Records from a collection
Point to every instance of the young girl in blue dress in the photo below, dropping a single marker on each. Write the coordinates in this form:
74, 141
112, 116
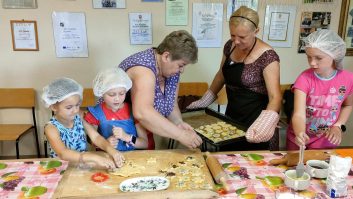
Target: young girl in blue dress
66, 132
112, 115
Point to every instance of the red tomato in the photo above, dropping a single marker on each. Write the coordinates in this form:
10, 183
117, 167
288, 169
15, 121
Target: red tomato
99, 177
222, 191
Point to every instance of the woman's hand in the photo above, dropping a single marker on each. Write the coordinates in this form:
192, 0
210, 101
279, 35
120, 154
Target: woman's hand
113, 141
118, 159
120, 134
190, 139
185, 126
334, 135
301, 139
205, 101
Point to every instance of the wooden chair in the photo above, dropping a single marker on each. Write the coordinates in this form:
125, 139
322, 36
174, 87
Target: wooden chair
18, 98
87, 100
189, 88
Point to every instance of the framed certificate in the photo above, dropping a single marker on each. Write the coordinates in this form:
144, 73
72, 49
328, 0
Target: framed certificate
24, 35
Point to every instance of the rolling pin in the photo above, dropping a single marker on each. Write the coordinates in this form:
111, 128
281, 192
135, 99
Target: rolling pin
217, 171
291, 159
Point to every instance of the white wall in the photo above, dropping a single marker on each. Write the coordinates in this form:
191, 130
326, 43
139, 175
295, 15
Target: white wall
108, 43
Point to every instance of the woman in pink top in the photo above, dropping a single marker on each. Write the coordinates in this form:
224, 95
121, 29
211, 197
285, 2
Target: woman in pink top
322, 95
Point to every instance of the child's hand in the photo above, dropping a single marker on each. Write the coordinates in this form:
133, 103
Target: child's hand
334, 135
120, 134
118, 159
103, 162
301, 139
113, 141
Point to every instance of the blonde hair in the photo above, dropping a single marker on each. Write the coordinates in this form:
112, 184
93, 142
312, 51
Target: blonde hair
245, 16
181, 45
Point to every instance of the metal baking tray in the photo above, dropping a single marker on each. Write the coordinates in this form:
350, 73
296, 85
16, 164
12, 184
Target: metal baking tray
228, 120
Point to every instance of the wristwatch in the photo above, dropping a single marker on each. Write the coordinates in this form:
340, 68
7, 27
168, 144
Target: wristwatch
342, 127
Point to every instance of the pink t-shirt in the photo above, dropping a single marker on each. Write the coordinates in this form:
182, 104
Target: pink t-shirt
323, 105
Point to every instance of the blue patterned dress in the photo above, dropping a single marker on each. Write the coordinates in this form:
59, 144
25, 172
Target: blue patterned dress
163, 102
74, 138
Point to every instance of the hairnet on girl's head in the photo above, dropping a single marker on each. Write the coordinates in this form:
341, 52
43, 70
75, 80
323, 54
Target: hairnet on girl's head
328, 42
60, 89
109, 79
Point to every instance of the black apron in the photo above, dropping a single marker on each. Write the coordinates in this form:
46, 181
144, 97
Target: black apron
244, 105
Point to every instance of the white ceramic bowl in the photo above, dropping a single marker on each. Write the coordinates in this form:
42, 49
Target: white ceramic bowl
295, 183
317, 168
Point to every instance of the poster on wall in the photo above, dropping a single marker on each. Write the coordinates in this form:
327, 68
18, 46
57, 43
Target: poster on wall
24, 35
310, 22
279, 23
207, 24
233, 5
140, 28
176, 12
70, 34
318, 1
109, 4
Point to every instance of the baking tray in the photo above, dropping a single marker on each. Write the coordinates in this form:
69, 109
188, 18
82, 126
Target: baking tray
227, 119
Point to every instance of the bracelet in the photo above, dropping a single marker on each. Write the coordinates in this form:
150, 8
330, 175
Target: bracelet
80, 159
133, 139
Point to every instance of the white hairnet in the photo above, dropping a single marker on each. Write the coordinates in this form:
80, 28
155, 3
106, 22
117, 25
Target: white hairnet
60, 89
109, 79
328, 42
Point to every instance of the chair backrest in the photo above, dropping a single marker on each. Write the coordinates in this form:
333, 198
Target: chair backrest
17, 98
192, 88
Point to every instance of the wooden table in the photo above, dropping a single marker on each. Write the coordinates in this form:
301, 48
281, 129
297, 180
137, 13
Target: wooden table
77, 183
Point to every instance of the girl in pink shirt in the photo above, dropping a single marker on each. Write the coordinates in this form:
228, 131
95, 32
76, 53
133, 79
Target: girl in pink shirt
322, 95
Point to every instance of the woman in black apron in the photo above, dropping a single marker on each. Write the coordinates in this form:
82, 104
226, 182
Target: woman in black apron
250, 72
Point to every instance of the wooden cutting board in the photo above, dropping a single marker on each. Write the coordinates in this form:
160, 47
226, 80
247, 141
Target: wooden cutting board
77, 182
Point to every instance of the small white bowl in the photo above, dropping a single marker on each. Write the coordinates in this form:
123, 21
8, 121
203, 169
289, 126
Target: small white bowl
295, 183
317, 168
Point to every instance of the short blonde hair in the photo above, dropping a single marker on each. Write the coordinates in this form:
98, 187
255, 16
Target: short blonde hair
181, 45
245, 16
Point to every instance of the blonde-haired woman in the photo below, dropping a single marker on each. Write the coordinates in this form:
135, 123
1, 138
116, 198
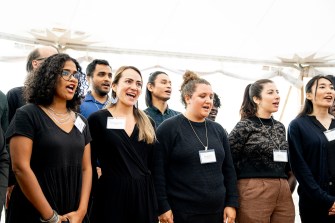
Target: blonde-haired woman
123, 138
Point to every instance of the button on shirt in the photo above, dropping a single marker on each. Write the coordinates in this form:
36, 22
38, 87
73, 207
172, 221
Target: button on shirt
159, 117
90, 105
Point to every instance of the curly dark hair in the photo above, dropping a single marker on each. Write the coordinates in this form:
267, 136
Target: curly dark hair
40, 85
216, 100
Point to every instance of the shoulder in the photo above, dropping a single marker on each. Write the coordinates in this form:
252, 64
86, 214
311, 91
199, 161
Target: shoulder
98, 114
173, 112
14, 91
2, 95
30, 107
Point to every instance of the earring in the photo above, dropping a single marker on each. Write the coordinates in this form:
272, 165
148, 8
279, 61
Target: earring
114, 100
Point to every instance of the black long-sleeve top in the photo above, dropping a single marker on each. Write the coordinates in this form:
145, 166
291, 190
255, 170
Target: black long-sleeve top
252, 142
184, 184
308, 154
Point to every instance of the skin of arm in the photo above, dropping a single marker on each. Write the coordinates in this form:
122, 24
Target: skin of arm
79, 215
21, 150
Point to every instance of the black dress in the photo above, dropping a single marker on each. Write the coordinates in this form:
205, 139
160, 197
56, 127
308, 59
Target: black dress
124, 192
56, 160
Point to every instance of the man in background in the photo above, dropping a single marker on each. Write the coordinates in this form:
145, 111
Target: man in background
34, 60
15, 95
215, 109
99, 77
158, 92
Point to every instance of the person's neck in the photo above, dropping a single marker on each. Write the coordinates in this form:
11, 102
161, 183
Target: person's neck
320, 112
58, 106
160, 104
100, 98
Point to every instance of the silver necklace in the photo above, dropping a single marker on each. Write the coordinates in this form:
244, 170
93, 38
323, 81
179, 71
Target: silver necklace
206, 147
103, 104
273, 141
57, 113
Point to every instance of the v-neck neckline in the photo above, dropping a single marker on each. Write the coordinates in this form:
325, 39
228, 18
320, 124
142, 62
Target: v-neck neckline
50, 119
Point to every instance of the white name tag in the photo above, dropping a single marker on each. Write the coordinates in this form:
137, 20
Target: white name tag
207, 156
80, 124
116, 123
280, 155
330, 134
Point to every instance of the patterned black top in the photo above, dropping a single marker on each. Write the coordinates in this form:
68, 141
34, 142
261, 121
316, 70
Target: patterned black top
252, 142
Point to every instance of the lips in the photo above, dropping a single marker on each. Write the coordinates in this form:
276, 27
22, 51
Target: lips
71, 88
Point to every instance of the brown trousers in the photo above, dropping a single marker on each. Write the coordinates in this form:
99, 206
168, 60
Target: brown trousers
265, 200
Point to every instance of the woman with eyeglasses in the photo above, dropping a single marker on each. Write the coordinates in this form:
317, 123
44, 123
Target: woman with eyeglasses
50, 147
194, 174
123, 139
311, 138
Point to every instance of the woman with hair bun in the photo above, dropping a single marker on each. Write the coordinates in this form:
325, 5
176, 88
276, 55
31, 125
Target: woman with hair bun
194, 175
50, 147
123, 139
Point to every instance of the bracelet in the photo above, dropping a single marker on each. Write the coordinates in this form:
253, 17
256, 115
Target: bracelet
53, 219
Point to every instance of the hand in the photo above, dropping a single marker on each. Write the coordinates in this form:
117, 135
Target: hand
332, 210
167, 217
72, 217
230, 213
8, 194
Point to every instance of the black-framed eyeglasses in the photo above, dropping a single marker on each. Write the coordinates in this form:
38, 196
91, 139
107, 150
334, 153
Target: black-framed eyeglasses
67, 75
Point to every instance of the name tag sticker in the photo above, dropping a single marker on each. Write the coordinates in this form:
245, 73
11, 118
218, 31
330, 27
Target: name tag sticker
280, 155
116, 123
330, 134
207, 156
80, 124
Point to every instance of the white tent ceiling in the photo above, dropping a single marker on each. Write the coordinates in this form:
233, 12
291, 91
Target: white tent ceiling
252, 31
240, 38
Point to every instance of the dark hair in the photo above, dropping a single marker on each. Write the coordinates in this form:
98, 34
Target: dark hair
151, 80
33, 55
91, 66
249, 107
216, 100
308, 105
146, 130
40, 85
189, 84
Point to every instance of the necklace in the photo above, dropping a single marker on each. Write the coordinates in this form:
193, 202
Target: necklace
206, 147
103, 104
57, 113
273, 141
55, 116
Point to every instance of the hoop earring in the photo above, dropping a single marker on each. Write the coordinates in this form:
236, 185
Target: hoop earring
114, 100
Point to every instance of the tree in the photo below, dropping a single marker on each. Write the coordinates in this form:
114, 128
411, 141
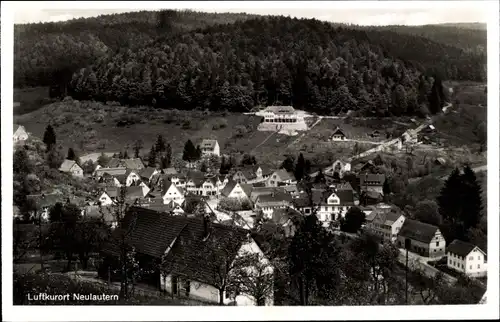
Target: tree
300, 167
160, 144
54, 158
71, 154
436, 97
88, 167
21, 163
189, 153
168, 155
253, 275
64, 221
354, 219
248, 159
138, 145
49, 137
313, 260
289, 163
152, 157
103, 160
427, 211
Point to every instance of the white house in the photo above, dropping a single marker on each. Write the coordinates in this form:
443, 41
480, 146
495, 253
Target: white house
20, 134
387, 224
209, 147
193, 250
340, 167
332, 205
234, 189
71, 167
280, 177
425, 239
172, 193
338, 135
466, 258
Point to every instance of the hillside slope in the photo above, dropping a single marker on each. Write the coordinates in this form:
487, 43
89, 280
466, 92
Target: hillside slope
47, 53
307, 63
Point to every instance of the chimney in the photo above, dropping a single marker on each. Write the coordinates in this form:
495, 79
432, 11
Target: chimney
206, 227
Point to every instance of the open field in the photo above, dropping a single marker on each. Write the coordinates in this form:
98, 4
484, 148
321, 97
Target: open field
30, 99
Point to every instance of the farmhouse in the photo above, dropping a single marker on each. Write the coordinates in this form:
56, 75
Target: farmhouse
332, 205
466, 258
281, 176
132, 164
338, 135
193, 250
210, 147
71, 167
234, 189
268, 203
43, 203
386, 223
20, 134
340, 167
172, 193
426, 240
371, 182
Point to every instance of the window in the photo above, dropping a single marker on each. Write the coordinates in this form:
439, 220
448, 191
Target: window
175, 286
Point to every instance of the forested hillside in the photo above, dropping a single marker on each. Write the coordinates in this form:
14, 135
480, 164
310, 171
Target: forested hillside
234, 62
50, 52
469, 37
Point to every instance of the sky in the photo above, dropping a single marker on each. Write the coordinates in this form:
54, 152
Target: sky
355, 12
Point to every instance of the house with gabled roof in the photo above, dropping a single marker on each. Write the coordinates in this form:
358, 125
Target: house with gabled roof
426, 240
340, 167
234, 189
386, 223
185, 255
170, 192
288, 218
331, 205
147, 173
338, 135
210, 147
20, 134
281, 176
371, 182
268, 203
71, 167
43, 202
466, 258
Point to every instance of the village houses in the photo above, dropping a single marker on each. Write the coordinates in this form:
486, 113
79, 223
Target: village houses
20, 134
387, 223
466, 258
210, 147
71, 167
280, 177
192, 249
426, 240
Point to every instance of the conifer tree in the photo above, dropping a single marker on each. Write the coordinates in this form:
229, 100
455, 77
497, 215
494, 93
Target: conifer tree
49, 137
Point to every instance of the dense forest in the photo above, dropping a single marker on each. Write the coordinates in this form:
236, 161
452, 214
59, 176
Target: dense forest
189, 60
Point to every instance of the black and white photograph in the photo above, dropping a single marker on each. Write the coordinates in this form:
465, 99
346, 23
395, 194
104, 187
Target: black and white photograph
275, 155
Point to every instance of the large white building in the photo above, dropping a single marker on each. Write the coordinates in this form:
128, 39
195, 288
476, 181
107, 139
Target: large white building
466, 258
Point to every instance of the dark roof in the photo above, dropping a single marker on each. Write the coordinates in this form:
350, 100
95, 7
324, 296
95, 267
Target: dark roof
147, 172
461, 248
346, 197
378, 179
46, 200
338, 131
417, 230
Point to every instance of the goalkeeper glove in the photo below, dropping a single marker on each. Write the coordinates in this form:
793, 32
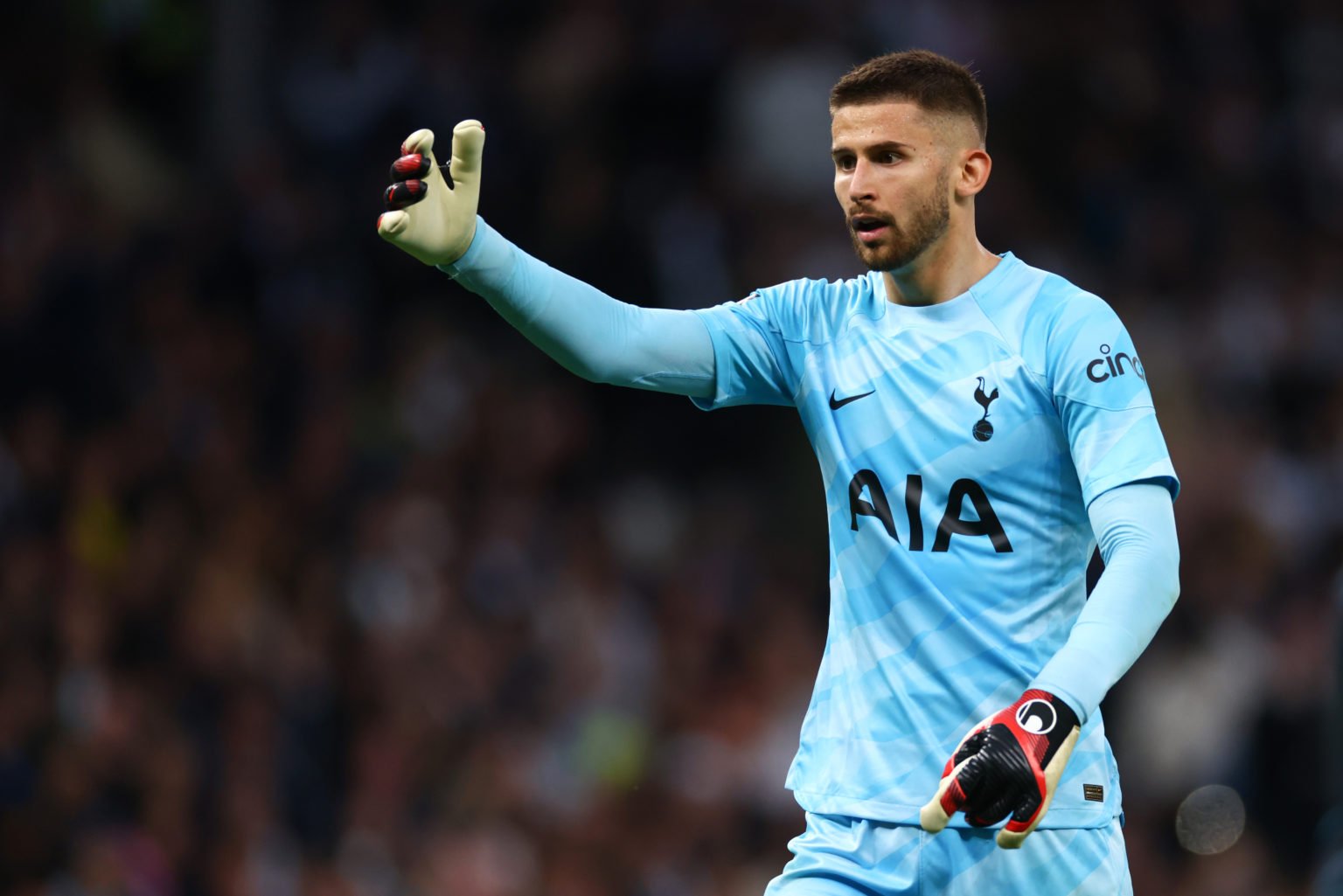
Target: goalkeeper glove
1009, 763
433, 207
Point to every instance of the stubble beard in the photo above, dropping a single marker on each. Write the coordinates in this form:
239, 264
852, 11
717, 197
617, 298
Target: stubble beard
927, 223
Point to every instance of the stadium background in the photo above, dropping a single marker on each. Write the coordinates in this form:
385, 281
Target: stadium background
316, 580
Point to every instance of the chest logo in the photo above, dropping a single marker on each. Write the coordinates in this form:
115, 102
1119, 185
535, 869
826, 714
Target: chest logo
984, 428
837, 403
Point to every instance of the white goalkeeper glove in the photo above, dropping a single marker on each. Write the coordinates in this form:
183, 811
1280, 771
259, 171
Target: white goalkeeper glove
433, 208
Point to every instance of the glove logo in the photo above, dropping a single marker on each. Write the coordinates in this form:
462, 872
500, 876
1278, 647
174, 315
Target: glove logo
1037, 716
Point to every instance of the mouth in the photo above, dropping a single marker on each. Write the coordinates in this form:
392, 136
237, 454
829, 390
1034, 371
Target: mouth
869, 229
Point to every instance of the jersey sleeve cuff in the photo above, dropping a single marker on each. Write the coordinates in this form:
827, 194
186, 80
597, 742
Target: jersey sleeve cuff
486, 249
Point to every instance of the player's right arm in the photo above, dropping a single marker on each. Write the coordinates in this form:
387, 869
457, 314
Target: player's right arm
434, 218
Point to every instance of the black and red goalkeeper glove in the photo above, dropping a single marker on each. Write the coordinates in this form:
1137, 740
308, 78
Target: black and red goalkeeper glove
431, 207
1009, 763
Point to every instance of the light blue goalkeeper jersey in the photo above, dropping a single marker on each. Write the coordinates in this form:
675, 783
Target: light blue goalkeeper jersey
959, 445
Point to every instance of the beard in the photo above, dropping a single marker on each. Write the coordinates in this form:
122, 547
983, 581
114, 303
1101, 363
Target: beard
927, 223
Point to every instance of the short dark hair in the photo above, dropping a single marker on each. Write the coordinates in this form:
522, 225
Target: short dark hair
922, 77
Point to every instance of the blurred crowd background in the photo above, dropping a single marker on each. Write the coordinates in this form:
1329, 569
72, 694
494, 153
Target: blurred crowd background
316, 580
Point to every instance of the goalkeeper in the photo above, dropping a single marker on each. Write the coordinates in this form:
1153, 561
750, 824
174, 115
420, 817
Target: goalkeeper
981, 425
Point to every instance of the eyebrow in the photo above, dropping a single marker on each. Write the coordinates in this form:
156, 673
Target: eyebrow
882, 147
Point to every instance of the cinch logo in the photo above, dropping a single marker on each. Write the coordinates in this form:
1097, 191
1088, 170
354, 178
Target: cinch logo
1096, 370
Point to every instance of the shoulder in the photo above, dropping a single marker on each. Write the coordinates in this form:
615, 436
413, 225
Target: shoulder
816, 310
1042, 313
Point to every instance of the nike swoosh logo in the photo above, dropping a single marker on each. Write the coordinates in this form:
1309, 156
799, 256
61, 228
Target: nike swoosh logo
836, 406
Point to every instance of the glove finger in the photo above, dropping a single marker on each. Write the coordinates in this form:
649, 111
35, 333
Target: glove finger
421, 142
413, 167
989, 809
1022, 821
468, 149
393, 223
405, 194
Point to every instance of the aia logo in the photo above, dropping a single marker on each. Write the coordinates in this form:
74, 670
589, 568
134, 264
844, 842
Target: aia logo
984, 428
1107, 365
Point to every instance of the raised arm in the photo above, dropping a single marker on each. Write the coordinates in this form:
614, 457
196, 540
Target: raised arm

== TASK DETAILS ==
Send back exactly the lines from the line with "Point to every instance of the glove finger" through the end of the records.

== FINISHED EXERCISE ==
Point to every instance of the glove finger in the photo above, dropping a single marker on each. Write the coordinates in this form:
649, 111
35, 333
Target: glove finger
421, 142
413, 167
989, 809
1022, 821
468, 149
393, 223
405, 194
Point to every instance of the aia logo in the photo above, dropping a single marker on each. Write the coordinates in this form:
74, 670
589, 568
134, 264
844, 842
Target: aia logo
984, 428
1107, 365
Point to every instance of the raised arm in the photo above, dropping a single marker on each. Write the coordinates in this form:
614, 457
196, 540
Target: raised arm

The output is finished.